- [Set problem 1] Transcribe everything from "After I had" down to "of the appeal." in the court judgment below.

- [Source text]
Kehinde Bimpe Adegbulugbe v Nursing and Midwifery Council (Defendant/Applicant) A & C Solicitors (A Firm)and Another
| Jurisdiction | England & Wales |
| Judge | Mrs Justice Andrews |
| Judgment Date | 10 February 2014 |
| Neutral Citation | [2014] EWHC 405 (Admin) |
| Docket Number | CO/13502/2012 |
| Court | Queen's Bench Division (Administrative Court) |
| Date | 10 February 2014 |
In the Matter of an Application for Wasted Costs Pursuant to Section 51(6) of the Senior Courts act 1981
and
Mrs Justice Andrews DBE
CO/13502/2012
IN THE HIGH COURT OF JUSTICE
QUEEN'S BENCH DIVISION
THE ADMINISTRATIVE COURT
Royal Courts of Justice
Strand
London WC2A 2LL
The Claimant appeared in person
Miss H Stephenson (instructed by NMC) appeared on behalf of the Defendant/Applicant
The First Respondents did not appear
The Second Respondent appeared in person
On 30 October 2013 I gave judgment dismissing a statutory appeal by Ms Adegbulugbe against a decision by the Nursing and Midwifery Council's Conduct and Competence Committee to strike her from the Council's register following findings of misconduct. The appeal had been brought out of time, in that the appellant's notice was filed with the Court on 14 December 2012 when the 28 days prescribed by the Rules for doing so had expired on the previous day. The full background is set out in my earlier judgment [2013] EWHC 3301 (Admin). It is clear from the appellant's notice itself that the person who issued it was aware that it was out of time, because an extension was sought, on grounds set out in part C. There were no exceptional circumstances that would have justified my extending time, and accordingly I had no jurisdiction to entertain the appeal.
After I had delivered judgment, Miss Stephenson on behalf of the NMC made an application for a wasted costs order against Ms Adegbulugbe's legal representatives, (referred to hereafter as "the Solicitors" and "Counsel"). The NMC had written on several occasions to the Solicitors pointing out that there was no jurisdiction to extend time, most recently by letter dated 23 September 2013 which quoted the salient passage from the judgment of Maurice Kay LJ in the leading case of R(Adesina and Baines) v Nursing and Midwifery Council [2013] EWCA Civ 818. That quotation was repeated in Miss Stephenson's skeleton argument, which was served on the Solicitors two weeks before the date fixed for hearing of the appeal.

- [Records for this exercise]

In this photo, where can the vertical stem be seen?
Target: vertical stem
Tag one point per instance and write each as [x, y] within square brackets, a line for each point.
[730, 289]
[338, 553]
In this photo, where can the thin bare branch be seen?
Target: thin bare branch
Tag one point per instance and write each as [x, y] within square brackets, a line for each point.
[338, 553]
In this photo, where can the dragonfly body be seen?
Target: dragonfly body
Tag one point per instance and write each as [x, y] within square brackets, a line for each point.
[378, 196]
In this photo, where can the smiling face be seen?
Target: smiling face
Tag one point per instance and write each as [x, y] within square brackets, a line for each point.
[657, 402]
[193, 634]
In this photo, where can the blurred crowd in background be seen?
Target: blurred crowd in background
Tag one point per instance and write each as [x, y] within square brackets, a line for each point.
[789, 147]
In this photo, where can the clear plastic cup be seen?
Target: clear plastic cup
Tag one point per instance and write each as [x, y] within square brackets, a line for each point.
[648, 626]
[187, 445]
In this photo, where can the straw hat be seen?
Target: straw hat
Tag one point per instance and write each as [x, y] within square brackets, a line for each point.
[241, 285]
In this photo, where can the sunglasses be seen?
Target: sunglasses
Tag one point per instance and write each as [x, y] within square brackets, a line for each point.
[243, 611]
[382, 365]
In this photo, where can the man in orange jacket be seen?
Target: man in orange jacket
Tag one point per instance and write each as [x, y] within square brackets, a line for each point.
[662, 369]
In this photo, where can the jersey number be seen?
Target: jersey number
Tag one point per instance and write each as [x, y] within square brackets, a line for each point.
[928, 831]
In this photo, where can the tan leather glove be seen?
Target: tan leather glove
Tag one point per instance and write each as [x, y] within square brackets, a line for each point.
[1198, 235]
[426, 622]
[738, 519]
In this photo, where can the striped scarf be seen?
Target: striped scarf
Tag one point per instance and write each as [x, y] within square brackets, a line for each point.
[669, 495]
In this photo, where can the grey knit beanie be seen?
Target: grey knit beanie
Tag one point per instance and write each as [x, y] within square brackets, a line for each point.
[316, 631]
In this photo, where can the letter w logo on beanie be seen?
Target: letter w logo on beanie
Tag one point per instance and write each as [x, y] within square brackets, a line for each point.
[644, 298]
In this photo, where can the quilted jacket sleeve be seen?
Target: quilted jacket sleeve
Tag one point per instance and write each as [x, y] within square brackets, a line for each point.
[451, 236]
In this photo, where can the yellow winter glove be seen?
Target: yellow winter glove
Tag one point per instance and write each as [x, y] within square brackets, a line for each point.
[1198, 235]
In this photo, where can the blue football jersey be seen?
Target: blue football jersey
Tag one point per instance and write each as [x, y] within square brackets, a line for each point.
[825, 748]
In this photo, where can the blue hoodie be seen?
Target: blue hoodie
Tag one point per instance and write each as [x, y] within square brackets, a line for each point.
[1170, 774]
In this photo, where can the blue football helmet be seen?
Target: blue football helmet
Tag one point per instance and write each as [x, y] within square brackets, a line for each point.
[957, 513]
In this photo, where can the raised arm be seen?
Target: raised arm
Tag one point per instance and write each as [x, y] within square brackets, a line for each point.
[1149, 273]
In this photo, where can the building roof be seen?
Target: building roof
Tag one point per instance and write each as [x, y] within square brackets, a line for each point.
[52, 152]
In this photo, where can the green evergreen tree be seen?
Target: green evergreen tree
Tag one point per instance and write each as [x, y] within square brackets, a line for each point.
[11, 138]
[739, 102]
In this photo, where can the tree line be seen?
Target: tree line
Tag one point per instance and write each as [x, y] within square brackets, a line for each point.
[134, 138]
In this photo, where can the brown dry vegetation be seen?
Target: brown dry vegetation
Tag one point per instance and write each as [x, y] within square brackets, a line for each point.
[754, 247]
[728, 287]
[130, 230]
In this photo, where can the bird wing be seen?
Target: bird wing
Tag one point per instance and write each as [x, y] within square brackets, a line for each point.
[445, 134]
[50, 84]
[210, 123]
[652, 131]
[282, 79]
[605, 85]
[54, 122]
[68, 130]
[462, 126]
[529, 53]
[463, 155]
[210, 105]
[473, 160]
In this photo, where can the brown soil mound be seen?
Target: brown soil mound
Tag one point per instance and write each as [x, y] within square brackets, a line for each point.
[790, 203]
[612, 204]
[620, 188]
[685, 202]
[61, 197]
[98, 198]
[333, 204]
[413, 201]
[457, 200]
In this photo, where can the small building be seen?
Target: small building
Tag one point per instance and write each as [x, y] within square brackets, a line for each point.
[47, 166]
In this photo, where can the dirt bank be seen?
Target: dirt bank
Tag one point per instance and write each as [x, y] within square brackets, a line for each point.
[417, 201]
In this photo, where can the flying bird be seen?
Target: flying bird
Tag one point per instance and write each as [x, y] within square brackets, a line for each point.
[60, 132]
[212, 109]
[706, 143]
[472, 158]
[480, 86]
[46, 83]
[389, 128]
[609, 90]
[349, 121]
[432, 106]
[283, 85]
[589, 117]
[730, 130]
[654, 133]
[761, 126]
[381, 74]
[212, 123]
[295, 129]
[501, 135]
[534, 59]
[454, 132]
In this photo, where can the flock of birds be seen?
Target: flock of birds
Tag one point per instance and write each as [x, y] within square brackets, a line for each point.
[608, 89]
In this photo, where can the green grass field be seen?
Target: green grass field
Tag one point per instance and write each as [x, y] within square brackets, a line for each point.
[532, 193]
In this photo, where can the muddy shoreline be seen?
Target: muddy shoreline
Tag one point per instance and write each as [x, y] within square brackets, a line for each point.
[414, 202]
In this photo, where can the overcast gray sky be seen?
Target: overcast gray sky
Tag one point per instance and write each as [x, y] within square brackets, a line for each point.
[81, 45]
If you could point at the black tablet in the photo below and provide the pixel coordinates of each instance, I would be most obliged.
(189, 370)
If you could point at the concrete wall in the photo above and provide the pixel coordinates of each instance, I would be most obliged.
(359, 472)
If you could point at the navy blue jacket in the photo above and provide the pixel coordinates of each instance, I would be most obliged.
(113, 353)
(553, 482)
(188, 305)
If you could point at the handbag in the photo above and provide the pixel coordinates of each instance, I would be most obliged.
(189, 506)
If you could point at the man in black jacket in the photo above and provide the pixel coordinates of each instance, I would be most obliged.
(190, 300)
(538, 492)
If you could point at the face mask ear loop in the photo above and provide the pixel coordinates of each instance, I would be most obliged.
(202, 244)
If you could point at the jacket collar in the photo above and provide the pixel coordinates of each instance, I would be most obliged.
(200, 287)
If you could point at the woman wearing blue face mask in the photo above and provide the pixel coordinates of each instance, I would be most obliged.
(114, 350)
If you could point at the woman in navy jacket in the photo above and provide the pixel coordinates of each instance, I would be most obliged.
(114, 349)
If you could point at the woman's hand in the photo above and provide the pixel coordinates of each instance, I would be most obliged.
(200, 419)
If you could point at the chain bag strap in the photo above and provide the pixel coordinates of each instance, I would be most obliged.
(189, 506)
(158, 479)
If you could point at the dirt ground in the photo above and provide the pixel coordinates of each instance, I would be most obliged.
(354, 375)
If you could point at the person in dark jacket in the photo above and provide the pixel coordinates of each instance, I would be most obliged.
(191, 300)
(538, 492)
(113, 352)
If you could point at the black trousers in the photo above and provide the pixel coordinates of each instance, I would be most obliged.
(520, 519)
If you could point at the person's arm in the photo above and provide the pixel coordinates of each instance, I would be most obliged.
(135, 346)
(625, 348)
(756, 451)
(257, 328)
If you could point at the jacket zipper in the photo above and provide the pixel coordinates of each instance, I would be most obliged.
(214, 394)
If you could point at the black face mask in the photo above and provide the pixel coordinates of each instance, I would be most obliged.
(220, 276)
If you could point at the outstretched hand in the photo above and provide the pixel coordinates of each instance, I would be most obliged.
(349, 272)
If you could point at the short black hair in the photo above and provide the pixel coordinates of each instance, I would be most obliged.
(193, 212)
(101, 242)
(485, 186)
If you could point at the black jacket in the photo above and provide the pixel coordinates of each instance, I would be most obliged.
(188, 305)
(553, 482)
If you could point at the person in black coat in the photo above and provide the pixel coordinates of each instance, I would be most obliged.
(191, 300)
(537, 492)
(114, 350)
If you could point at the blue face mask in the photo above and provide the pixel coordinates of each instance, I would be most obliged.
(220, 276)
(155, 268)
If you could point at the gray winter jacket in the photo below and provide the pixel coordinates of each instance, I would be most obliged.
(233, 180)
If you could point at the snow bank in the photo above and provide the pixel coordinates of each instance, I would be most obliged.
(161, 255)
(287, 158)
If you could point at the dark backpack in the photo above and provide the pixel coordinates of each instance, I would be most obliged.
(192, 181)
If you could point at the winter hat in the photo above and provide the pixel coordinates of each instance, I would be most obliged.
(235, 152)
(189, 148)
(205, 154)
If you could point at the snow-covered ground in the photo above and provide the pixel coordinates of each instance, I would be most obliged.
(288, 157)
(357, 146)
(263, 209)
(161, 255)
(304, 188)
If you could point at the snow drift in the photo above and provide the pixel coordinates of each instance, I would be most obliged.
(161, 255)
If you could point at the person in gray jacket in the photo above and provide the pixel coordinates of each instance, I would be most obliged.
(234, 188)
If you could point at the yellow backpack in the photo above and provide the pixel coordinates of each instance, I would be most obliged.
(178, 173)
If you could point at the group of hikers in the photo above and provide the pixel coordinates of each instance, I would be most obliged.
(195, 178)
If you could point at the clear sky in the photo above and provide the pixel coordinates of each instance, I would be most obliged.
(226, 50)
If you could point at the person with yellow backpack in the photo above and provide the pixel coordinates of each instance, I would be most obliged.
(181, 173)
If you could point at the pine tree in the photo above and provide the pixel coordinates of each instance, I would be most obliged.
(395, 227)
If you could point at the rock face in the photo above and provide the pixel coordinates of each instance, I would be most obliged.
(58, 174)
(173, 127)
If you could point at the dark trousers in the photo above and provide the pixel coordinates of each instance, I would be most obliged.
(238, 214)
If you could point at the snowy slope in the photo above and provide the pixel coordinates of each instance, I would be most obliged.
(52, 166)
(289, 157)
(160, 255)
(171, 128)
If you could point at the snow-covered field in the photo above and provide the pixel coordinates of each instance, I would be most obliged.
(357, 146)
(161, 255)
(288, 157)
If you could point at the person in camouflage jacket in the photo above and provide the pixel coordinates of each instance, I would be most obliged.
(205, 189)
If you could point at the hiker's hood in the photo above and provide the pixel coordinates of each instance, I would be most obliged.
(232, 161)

- [Set problem 2] Filter the rows above and copy out every line that contains the string "roof".

- [Correct result 1]
After I had delivered judgment, Miss Stephenson on behalf of the NMC made an application for a wasted costs order against Ms Adegbulugbe's legal representatives, (referred to hereafter as "the Solicitors" and "Counsel"). The NMC had written on several occasions to the Solicitors pointing out that there was no jurisdiction to extend time, most recently by letter dated 23 September 2013 which quoted the salient passage from the judgment of Maurice Kay LJ in the leading case of R(Adesina and Baines) v Nursing and Midwifery Council [2013] EWCA Civ 818. That quotation was repeated in Miss Stephenson's skeleton argument, which was served on the Solicitors two weeks before the date fixed for hearing of the appeal.

- [Correct result 2]
In this photo, where can the building roof be seen?
Target: building roof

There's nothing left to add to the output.